#### SOURCE EXCERPT:
/---
GILTI vs Subpart F: what is the difference?
Subpart F taxes specific categories of passive and related-party CFC income to U.S. shareholders in the year earned, regardless of distribution. GILTI taxes most remaining CFC income; for tax years beginning after December 31, 2025, GILTI was renamed Net CFC Tested Income (NCTI) under the One Big Beautiful Bill Act. Subpart F has not changed. The layered rule remains: Subpart F applies first, GILTI/NCTI picks up the rest.
How each works:
- Subpart F income categories: foreign personal holding company income (dividends, interest, rents, royalties), foreign base company sales income, foreign base company services income, and insurance income. No changes under the OBBBA.
- GILTI (your 2025 return): active CFC income above a 10% deemed return on tangible assets (QBAI deduction intact).
- NCTI (2026+ returns): same active CFC income but QBAI deduction eliminated, meaning all tested income is included.
\---
#### RECORDED DATA:
/---
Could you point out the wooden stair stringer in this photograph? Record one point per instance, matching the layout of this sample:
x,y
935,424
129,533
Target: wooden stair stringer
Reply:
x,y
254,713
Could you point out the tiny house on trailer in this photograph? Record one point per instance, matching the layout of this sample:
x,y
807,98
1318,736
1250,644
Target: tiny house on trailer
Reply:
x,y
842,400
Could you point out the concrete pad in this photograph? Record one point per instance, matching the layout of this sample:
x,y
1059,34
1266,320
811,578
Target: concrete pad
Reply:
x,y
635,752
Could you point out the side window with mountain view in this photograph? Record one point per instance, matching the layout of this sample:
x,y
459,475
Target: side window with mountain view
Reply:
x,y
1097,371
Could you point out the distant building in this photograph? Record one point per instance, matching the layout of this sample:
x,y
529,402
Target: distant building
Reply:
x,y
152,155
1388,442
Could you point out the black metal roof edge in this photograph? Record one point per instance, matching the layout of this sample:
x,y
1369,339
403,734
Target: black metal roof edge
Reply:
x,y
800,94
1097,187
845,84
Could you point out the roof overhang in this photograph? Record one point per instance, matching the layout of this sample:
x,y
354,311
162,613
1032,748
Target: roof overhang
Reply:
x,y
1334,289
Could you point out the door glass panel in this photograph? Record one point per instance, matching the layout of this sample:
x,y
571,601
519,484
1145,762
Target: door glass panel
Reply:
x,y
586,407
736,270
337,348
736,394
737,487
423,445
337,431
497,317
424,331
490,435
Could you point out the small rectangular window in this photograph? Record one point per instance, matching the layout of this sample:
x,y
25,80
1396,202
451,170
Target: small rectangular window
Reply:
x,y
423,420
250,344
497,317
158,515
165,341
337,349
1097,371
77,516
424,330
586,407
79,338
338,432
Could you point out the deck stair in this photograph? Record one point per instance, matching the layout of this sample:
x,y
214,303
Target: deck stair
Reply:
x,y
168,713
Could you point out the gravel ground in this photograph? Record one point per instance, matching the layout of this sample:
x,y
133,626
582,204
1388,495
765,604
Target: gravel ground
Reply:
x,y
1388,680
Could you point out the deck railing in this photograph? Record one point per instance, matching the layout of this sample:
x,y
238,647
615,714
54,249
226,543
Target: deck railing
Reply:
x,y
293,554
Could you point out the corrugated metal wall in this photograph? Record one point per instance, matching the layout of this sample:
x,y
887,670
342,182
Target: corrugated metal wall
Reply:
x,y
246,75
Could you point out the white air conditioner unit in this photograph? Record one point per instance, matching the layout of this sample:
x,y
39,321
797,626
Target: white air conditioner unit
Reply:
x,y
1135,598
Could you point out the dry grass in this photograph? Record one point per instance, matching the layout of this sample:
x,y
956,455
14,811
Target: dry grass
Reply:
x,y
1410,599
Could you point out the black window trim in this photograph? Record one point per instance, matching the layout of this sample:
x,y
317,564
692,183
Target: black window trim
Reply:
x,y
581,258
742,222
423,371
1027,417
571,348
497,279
\---
#### WHAT YOU WILL DO:
(a) In the GILTI and Subpart F passage, what new name does GILTI take for tax years beginning after December 31, 2025?
(b) Please continue the GILTI and Subpart F passage from its final line.
The items are separate material that has no connection to the GILTI and Subpart F passage.

#### ANSWER LIST:
(a) Net CFC Tested Income (NCTI).

(b)
- Both regimes tax income in the year it is earned, not when it is distributed.
| Feature | Subpart F | GILTI (2025) | NCTI (2026+) |
| Who owes | 10%+ U.S. shareholders of a CFC | Same | Same |
| What’s taxed | Passive/related-party income | Active income above 10% QBAI return | All active tested income (no QBAI) |
| Section 250 deduction (corps / Section 962) | None | 50% | 40% |
| Effective rate (corp / Section 962) | Ordinary | ~10.5% | ~12.6% |
| FTC creditable portion | 80–100% | 80% | 90% |
| Section 962 election | Available | Available | Available |
Individual CFC shareholders face full ordinary income rates on both Subpart F and GILTI/NCTI without a Section 962 election. The Section 962 election treats the individual as a corporation, unlocking the Section 250 deduction (50% for 2025 GILTI; 40% for 2026+ NCTI) and FTC access, at the cost of ordinary rates on later distributions.
Indirect FTC is available for both categories under Section 960. The FTC basket is still filed as a separate category on Form 1116.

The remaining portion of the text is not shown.